Work instruction
Exactly how many lines in this data contain the word "jacket"? Only the number should be given.

------------------------------------------------------------------------

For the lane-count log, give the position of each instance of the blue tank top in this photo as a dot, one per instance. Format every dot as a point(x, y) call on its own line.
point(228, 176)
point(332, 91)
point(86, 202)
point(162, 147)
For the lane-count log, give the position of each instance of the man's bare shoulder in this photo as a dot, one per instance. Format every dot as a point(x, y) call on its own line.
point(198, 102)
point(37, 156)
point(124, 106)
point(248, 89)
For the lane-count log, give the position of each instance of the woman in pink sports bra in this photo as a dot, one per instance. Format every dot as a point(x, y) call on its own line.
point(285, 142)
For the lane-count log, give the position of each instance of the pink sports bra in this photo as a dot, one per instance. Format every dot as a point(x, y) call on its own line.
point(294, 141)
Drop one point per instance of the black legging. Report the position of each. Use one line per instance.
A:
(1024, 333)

------------------------------------------------------------------------

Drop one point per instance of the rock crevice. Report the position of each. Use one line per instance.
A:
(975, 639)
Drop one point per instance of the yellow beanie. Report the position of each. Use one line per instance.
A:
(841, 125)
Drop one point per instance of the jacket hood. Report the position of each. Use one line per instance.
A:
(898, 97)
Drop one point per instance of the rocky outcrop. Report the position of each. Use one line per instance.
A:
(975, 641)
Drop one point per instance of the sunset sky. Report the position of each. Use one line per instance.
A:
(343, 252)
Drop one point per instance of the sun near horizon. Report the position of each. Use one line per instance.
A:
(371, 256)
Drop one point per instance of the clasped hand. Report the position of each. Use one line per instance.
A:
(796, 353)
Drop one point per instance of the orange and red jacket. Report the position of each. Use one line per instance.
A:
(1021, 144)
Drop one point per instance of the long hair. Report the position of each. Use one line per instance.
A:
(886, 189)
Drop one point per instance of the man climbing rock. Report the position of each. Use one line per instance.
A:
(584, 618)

------------------------------------------------------------------------

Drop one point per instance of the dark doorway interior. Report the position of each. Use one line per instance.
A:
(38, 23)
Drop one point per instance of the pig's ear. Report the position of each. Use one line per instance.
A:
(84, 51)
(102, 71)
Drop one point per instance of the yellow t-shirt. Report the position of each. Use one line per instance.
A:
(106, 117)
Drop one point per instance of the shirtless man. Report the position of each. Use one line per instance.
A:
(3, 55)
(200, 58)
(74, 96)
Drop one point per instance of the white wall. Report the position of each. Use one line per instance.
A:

------------------------------------------------------------------------

Finished exercise
2